SOURCE EXCERPT:

Solar panels usually produce between 250 and 400 watts of power. Sunpower’s panels rate 380-400 kw per year. There are variables based on your roof orientation, shading and hours of sun (time of the year). Our system for our ADU is designed to provide 3,157 kW per year with our estimated usage of 3,684. This covers 86% of the projected use.
Batteries: We looked at two batteries. The Tesla Power Wall limits you to four 20A circuits and then you buy another Power Wall if you need to expand. It is our understanding that the Power Wall requires recharging when it is down to 30% capacity, and we wanted one that will drain down farther in an emergency outage. (We live in earthquake country, after all.) The SunPower SunVault system has a single battery that handles all eight of our ADU’s 20A circuits in power outages. We are still learning the system, but we expect to be able to set our power preferences to apply the solar power and battery to engage during peak billing times so that we will be “off-the-grid” when power is most expensive.
The solar battery installed at our ADU.
Timing: Plan ahead and order as soon as you can in the construction process. The solar company will do their own drawings and apply for their own building permit, separate from the permit for the ADU construction. This takes a long time! They also will set up their own inspections with the Town/City Building Department. We signed the contract with the solar company on January 21st and they are finishing up the final installation steps on July 27th.
Construction: Try to get the solar company installer to work with the ADU electrician subcontractor to make the installation smoother. (Remember, they always think retrofit, so explanations by the electrician may help.)
Permitting: We found out that the Fire Department now requires an emergency shut-off for the solar system in the event of a fire so that emergency personnel can turn off all the power. The solar company was not aware of that. It also requires special signage at the home battery. This signage is to alert first responders that there is a solar system and battery that will still have an electrical current even with the main switch shut off. This emergency shut off switch requirement does change from area to area, but it is a great idea to have one installed.
As you can see, the most important lesson from this experience is that if you are doing new construction you need to do some homework with your architect and your solar energy supplier to right-size the system for your actual projected energy use. (And try to stop them from looking at the PG&E bills from a different house!!!)
Thanks for reading, and as always, we are Designing for Your Reality.

(Records of labeled points)
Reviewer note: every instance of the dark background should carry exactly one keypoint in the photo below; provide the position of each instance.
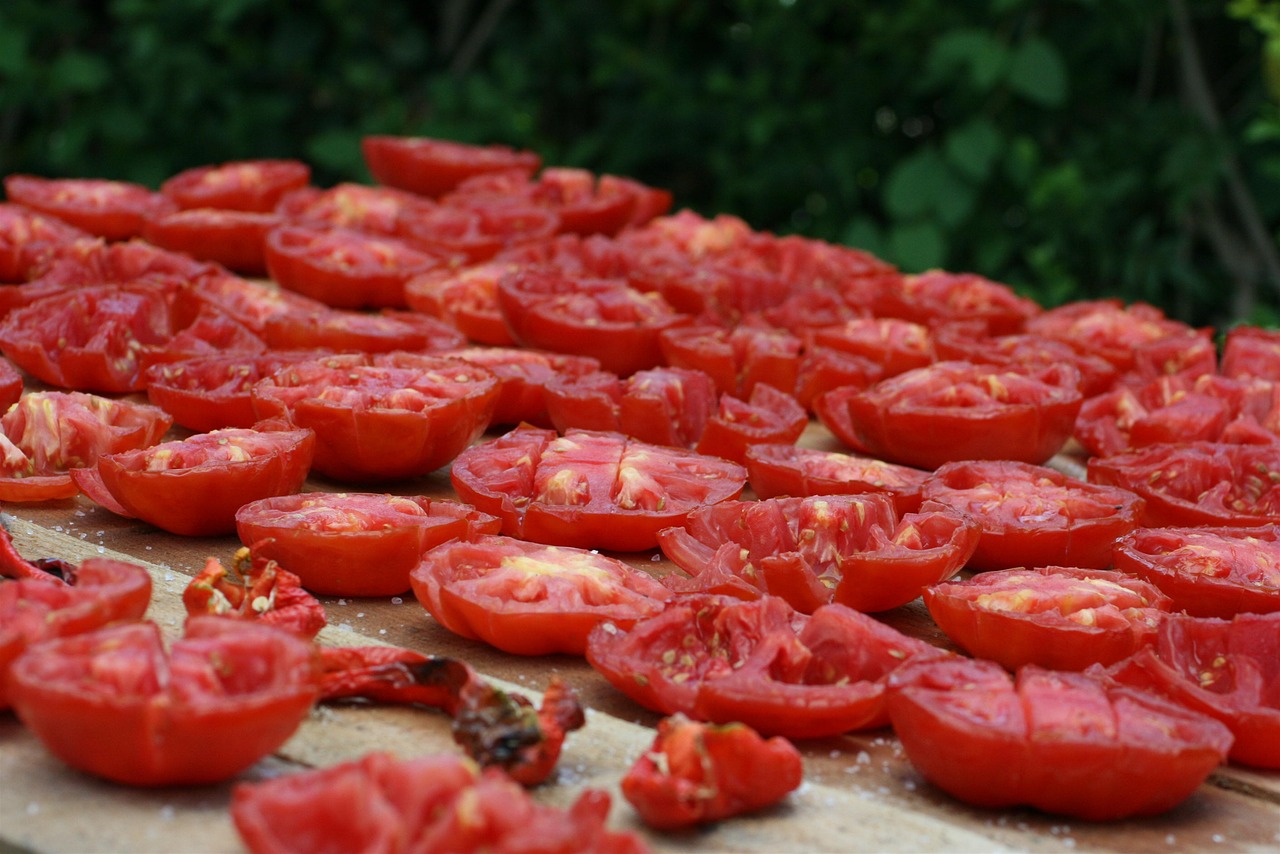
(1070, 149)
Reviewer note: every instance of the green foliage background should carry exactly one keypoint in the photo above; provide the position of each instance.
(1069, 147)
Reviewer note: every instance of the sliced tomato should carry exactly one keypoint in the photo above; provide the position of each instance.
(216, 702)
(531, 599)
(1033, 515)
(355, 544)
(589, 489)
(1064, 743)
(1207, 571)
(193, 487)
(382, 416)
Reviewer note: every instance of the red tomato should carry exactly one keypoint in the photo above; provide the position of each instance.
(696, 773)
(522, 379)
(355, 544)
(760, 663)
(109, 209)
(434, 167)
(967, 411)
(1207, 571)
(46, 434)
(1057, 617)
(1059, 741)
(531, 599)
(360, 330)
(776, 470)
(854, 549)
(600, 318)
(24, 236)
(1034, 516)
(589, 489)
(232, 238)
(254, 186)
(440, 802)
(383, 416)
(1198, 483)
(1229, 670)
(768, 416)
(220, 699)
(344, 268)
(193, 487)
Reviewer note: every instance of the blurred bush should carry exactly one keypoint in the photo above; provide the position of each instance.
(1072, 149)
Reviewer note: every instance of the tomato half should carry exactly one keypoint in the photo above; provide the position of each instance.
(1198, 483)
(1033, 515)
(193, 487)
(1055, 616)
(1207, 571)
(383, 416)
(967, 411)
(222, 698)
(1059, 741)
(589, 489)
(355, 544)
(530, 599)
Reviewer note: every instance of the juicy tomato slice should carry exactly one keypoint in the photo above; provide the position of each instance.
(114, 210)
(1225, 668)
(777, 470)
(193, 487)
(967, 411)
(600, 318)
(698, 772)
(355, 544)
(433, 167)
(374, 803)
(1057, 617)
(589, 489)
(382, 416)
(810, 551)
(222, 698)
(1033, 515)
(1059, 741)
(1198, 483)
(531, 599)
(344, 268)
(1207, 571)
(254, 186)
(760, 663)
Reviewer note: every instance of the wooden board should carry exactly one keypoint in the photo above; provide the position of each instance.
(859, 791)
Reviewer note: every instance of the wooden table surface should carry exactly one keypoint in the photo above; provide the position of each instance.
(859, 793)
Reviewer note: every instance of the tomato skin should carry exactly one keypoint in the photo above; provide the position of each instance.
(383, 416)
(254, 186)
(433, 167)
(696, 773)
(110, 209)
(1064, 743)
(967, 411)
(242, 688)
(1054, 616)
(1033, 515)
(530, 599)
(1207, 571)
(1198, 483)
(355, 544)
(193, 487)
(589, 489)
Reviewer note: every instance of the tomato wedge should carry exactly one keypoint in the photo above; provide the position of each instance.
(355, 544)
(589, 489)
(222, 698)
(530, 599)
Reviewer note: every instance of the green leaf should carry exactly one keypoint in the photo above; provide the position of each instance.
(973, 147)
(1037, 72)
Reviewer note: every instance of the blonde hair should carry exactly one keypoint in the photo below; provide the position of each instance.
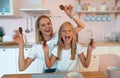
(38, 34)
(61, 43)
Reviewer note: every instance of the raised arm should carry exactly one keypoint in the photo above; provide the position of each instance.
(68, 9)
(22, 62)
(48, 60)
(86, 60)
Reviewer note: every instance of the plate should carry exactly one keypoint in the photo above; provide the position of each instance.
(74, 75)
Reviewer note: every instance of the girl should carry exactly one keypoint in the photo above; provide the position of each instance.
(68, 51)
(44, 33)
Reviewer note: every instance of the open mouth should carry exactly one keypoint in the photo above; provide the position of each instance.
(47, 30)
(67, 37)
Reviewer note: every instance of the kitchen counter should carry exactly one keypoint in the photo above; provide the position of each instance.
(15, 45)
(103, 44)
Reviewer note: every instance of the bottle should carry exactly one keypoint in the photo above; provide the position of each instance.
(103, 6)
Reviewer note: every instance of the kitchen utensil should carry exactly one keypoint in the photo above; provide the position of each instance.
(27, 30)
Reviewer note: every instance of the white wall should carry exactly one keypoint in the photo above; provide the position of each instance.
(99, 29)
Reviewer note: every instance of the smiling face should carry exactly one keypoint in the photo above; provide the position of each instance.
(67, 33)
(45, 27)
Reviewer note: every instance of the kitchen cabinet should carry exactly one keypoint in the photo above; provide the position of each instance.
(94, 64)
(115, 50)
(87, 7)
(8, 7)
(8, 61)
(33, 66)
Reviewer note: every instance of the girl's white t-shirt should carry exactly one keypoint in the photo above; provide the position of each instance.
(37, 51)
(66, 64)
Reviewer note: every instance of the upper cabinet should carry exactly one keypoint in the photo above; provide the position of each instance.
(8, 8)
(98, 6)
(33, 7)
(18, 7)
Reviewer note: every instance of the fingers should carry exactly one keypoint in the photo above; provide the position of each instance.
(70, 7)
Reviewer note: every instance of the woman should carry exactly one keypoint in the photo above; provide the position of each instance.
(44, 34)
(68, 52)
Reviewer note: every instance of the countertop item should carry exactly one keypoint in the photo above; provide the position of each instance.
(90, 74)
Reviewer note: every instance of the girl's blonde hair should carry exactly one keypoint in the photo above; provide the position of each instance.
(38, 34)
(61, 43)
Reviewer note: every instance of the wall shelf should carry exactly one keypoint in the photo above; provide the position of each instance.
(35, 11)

WRITTEN INSTRUCTION 1: Please reproduce the part of the ADU solar article between "Construction: Try to" and "electrician may help.)", inclusive, word for word.
WRITTEN INSTRUCTION 2:
Answer these questions from the ADU solar article:
(a) What percentage of the projected use does the ADU's solar system cover?
(b) On what date did the authors sign the contract with the solar company?
(c) How many of the ADU's 20A circuits does the SunPower SunVault battery handle in power outages?

CORRECT RESPONSE 1:
Construction: Try to get the solar company installer to work with the ADU electrician subcontractor to make the installation smoother. (Remember, they always think retrofit, so explanations by the electrician may help.)

CORRECT RESPONSE 2:
(a) 86%
(b) January 21st
(c) All eight